EXERCISE REQUIREMENTS: Write the entries out again. Every character must match.

[THE DATA Boundary: Start]

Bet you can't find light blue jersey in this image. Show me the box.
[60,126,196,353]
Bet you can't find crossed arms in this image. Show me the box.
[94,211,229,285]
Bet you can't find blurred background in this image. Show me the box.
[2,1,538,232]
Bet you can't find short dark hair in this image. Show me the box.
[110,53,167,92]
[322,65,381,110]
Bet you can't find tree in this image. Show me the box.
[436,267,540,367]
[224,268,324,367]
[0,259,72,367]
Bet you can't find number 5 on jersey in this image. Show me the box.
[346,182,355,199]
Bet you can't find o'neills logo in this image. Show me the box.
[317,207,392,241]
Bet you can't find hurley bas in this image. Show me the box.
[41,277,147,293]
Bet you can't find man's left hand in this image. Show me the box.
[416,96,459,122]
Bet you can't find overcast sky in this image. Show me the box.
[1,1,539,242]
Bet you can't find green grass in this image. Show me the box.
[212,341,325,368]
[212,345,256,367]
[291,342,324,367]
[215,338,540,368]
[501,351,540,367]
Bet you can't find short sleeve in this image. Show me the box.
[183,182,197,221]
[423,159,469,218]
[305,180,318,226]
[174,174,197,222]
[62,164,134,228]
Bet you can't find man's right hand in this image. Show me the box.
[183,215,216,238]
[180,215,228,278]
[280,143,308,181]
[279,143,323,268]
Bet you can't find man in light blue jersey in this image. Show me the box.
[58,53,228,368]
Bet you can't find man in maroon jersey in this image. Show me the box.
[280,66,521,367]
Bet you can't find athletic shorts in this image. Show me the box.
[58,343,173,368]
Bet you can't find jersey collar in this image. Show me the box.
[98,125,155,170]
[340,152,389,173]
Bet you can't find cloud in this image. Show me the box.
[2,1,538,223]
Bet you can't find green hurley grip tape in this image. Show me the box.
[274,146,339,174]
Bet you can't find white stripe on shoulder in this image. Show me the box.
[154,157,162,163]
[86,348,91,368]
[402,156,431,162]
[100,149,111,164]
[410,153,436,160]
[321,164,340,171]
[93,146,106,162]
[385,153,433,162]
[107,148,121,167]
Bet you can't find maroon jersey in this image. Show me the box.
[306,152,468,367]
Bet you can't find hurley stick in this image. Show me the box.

[THE DATA Boundary: End]

TASK OUTPUT:
Bet you can't find light blue jersey in this image. Show me the box.
[60,126,196,353]
Bet you can't find crossed arms in this image. Show me the box.
[94,211,229,285]
Bet you can't find blurred background in this image. Show me the box.
[2,1,538,232]
Bet you can't find short dark hair in this image. Show me the box.
[110,53,167,92]
[322,65,381,110]
Bet you can't find tree in this image. Show me the box.
[436,267,540,367]
[224,268,324,367]
[0,259,72,367]
Bet you can't find number 5 on jersey in this image. Show me the box.
[346,182,355,199]
Bet you can't find o'neills logo in this image. Show me the box.
[317,207,392,241]
Bet you can't find hurley bas in this image. Show me the box.
[41,277,147,293]
Bet you can't find man's left hand in this image. Show me the box.
[416,96,459,122]
Bet you can't find overcast sky in this image. Show me the box.
[1,1,539,242]
Bet you can't find green grass in this image. Show me the box.
[212,341,325,368]
[212,345,256,367]
[291,342,324,367]
[215,338,540,368]
[501,351,540,367]
Bet you can't find short sleeve in this image. Show me the box.
[183,182,197,221]
[423,159,469,218]
[305,180,318,226]
[174,174,197,222]
[62,164,134,228]
Bet you can't find man's right hand in this image. Show me the box.
[183,215,216,238]
[180,215,228,278]
[280,143,308,181]
[279,143,323,268]
Bet you can't find man in light blue jersey in this image. Show me the box.
[58,53,228,368]
Bet you can't find man in maroon jersey in this image. Show me the box.
[280,66,521,367]
Bet you can't find athletic shorts in this image. Show me the box.
[58,343,173,368]
Bet you can't find jersey collar in this image. Show me the box.
[98,125,155,170]
[340,152,389,173]
Bet you can't find cloud in this image. Show me the box.
[2,1,538,223]
Bet you can't find green hurley grip tape in this image. Show me the box.
[274,146,339,174]
Bet you can't find white stripe on shoulder in this image. Show me the box.
[154,157,162,163]
[86,348,91,368]
[402,156,431,162]
[100,149,111,164]
[410,153,436,160]
[321,164,340,171]
[93,146,106,162]
[385,153,433,162]
[107,148,121,167]
Bet you can't find maroon jersey in this image. Show me the box.
[306,152,468,367]
Bet you can't find hurley stick in this image. Show me the box.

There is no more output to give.